→ EXERCISE INSTRUCTIONS: Each record below should be output verbatim, without pictures.
★ ★ ★ ★ ★ ★ ★
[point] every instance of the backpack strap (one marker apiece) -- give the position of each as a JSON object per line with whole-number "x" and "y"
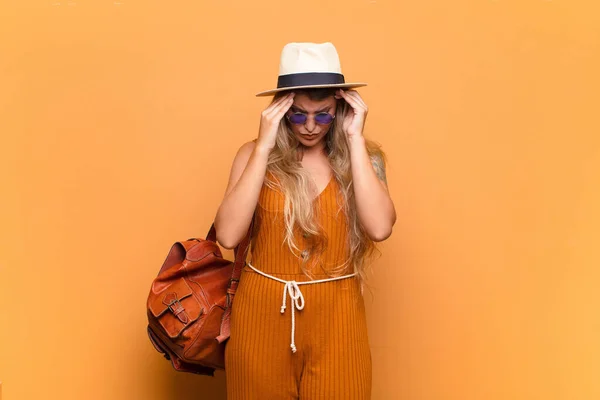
{"x": 240, "y": 252}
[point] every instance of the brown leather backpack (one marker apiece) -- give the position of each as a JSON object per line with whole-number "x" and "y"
{"x": 190, "y": 303}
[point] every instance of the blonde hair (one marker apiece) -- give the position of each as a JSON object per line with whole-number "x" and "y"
{"x": 293, "y": 181}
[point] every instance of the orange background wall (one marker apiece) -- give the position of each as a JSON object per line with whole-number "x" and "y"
{"x": 119, "y": 121}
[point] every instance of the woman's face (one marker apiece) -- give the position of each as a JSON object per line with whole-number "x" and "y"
{"x": 311, "y": 133}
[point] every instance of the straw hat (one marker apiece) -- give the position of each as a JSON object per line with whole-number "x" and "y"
{"x": 309, "y": 65}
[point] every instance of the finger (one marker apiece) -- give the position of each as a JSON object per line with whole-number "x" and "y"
{"x": 350, "y": 100}
{"x": 357, "y": 97}
{"x": 277, "y": 102}
{"x": 285, "y": 104}
{"x": 284, "y": 108}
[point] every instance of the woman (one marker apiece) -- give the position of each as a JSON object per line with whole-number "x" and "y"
{"x": 317, "y": 190}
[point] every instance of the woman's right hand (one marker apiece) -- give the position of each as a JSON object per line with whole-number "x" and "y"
{"x": 270, "y": 119}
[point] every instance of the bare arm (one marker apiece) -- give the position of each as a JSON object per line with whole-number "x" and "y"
{"x": 374, "y": 205}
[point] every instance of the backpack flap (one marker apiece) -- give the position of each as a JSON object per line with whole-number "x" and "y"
{"x": 175, "y": 307}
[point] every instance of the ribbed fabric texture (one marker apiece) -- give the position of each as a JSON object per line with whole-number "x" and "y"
{"x": 333, "y": 359}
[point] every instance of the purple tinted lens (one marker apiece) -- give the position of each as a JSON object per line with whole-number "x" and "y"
{"x": 323, "y": 118}
{"x": 297, "y": 118}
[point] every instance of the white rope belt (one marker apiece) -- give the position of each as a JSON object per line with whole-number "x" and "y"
{"x": 293, "y": 289}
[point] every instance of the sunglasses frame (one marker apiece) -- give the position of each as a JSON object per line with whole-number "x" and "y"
{"x": 287, "y": 115}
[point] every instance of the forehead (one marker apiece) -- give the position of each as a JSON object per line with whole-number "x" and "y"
{"x": 301, "y": 100}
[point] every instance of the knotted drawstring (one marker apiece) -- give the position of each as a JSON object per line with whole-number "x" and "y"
{"x": 292, "y": 288}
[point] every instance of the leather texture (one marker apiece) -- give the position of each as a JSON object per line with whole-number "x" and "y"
{"x": 190, "y": 300}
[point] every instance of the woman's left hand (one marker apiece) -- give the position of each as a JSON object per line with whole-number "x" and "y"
{"x": 354, "y": 122}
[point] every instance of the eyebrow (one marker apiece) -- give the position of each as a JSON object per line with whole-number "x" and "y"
{"x": 326, "y": 108}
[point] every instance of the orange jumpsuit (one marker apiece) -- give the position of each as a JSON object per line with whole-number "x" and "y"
{"x": 333, "y": 358}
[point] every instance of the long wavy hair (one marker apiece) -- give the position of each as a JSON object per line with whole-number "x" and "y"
{"x": 293, "y": 180}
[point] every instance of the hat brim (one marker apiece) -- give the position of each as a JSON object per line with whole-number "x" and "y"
{"x": 337, "y": 85}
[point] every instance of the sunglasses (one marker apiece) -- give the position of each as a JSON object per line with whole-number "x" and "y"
{"x": 298, "y": 118}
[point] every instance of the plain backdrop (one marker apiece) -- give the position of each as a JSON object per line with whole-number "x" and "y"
{"x": 119, "y": 121}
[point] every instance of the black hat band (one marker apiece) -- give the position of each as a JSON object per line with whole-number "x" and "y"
{"x": 309, "y": 78}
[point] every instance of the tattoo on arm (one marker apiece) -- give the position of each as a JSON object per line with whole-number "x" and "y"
{"x": 379, "y": 167}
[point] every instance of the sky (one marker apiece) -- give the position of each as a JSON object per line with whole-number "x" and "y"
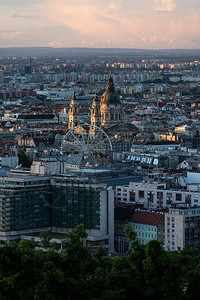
{"x": 140, "y": 24}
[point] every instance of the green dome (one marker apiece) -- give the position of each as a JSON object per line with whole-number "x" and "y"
{"x": 110, "y": 96}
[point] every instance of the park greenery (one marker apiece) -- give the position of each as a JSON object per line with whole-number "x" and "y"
{"x": 148, "y": 272}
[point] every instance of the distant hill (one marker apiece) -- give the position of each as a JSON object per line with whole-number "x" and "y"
{"x": 49, "y": 51}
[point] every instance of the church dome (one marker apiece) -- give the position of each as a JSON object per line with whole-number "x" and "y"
{"x": 110, "y": 96}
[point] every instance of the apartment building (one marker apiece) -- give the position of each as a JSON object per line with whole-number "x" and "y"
{"x": 156, "y": 195}
{"x": 182, "y": 228}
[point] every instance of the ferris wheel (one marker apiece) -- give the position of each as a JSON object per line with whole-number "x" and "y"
★ ★ ★ ★ ★ ★ ★
→ SOLUTION TO THIS TASK:
[point] every instance of the backpack strap (one marker apiece) -- give the position of each as a JSON object per line with whole-number "x" and "y"
{"x": 240, "y": 252}
[point] every instance of the brown leather backpack (one marker apiece) -- give the position of each as a JSON object per line with whole-number "x" and "y"
{"x": 190, "y": 303}
[point] every instance of the blonde hair (one marker apiece) -- give the position of each as a JSON object per line with whole-number "x" and "y"
{"x": 293, "y": 181}
[point] every instance of the orange background wall (one marker apiece) -- give the position of each as a JSON object per line with whole-number "x" and "y"
{"x": 119, "y": 121}
[point] every instance of the woman's face (one marker apiece) -- give the position of each as a JSON object per line with whole-number "x" and "y"
{"x": 311, "y": 133}
[point] every instance of the straw hat (one marker apiece) -- give the position of each as a JSON object per line with whole-number "x" and "y"
{"x": 309, "y": 65}
[point] every instance of the finger (one marker apiece) -- give the position of each as a JSON object per line with whole-number "x" and "y"
{"x": 350, "y": 100}
{"x": 357, "y": 97}
{"x": 277, "y": 102}
{"x": 285, "y": 104}
{"x": 284, "y": 108}
[point] every instance of the woman (one marker apiece) -- give the position of each as a JSON object per line with whole-number "x" and "y"
{"x": 317, "y": 190}
[point] every instance of the woman's right hand (one marker apiece) -- give the position of each as a JSON object per line with whole-number "x" and "y"
{"x": 270, "y": 119}
[point] every instance of the bare arm (one marker apiece) -- give the position of each as a JSON object per line with whole-number "x" and "y"
{"x": 374, "y": 205}
[point] every instance of the backpack flap (one marker apiece) -- give the position of each as a JSON object per line with whole-number "x" and "y"
{"x": 175, "y": 307}
[point] every instance of the ribbed fabric texture (one marker apiece) -- give the position of each as a JSON object per line with whole-number "x" and "y"
{"x": 333, "y": 359}
[point] every instance of the purple tinted lens (one marker apiece) -- give the position of each as a JSON object per line with whole-number "x" and "y"
{"x": 323, "y": 118}
{"x": 297, "y": 118}
[point] every instance of the white rope belt (one marker apiece) -- give the position of each as a JSON object per line with whole-number "x" and "y"
{"x": 293, "y": 289}
[point] every instance of the sunglasses frame (one marker apiece) -- give the position of each as a JSON object per line with whole-number "x" and "y"
{"x": 287, "y": 115}
[point] every instance of the forehead (one marker apiece) -- give the position of each as a JSON object per line with whole-number "x" and "y"
{"x": 301, "y": 100}
[point] every instance of the knotted drawstring (one marker apiece) -- give the position of each as a JSON object per line with whole-number "x" and "y"
{"x": 292, "y": 288}
[point] every instance of the leather texture (one marker apiece) -- give the position of each as a JSON object per line with whole-number "x" and "y"
{"x": 190, "y": 300}
[point] every instance of the woman's left hand (one marker apiece) -- give the position of each as a JSON object per line with whole-number "x" and "y"
{"x": 354, "y": 122}
[point] every instance of the eyebrow (one marker apiece) -- give the position of each as a JSON object per line with whole-number "x" and "y"
{"x": 326, "y": 108}
[point] every instance of the orange jumpsuit (one marker apiece) -- give the position of each as a JSON object per line with whole-number "x" and "y"
{"x": 333, "y": 358}
[point] every instance of the long wavy hair (one marker apiece) -- give the position of each as a JSON object per line with whole-number "x" and "y"
{"x": 293, "y": 180}
[point] every instance of the hat brim (one marker apiece) -- give the position of each as a JSON object per line with whole-number "x" and "y"
{"x": 337, "y": 85}
[point] every instance of the sunglasses (one marker apiece) -- give the position of each as a JSON object per line with whole-number "x" and "y"
{"x": 298, "y": 118}
[point] every instance of the plain backdrop (one marker apiece) -- give the position of each as a JSON object per line with whole-number "x" and "y"
{"x": 119, "y": 121}
[point] every instance of the black hat band (one marker apiece) -- give the position of each as a JSON object per line with whole-number "x" and "y"
{"x": 309, "y": 78}
[point] every instance of the tattoo on arm (one marker apiece) -- give the position of each as a JSON object per line with whole-number "x" and "y"
{"x": 379, "y": 167}
[point] every instance of the sky (one marker apiece) -- give the position of each as a JSON object per line with whole-number "x" and "y"
{"x": 140, "y": 24}
[point] every instance of the green dome (one marker apiece) -- give the position of each as a JSON object per line with whole-number "x" and "y"
{"x": 110, "y": 96}
[point] every instance of the park greenery (one marker apiece) -- give the position of each as a JSON object per line with whole-number "x" and "y"
{"x": 148, "y": 272}
[point] every instance of the distant hill (one marker apiece) -- give the position of each as a JSON object per line with whole-number "x" and "y"
{"x": 49, "y": 51}
[point] every instance of the church dome (one marker apiece) -- give the position of each as a JSON object per line with whole-number "x" and "y"
{"x": 110, "y": 96}
[point] every instance of the apartment building (one marker apiece) -- give the position of each as a JSON object per line with whole-number "x" and "y"
{"x": 156, "y": 195}
{"x": 182, "y": 228}
[point] every instance of the ferris wheel (one marker apiece) -- give the position of each as a JSON object per line with whole-number "x" and "y"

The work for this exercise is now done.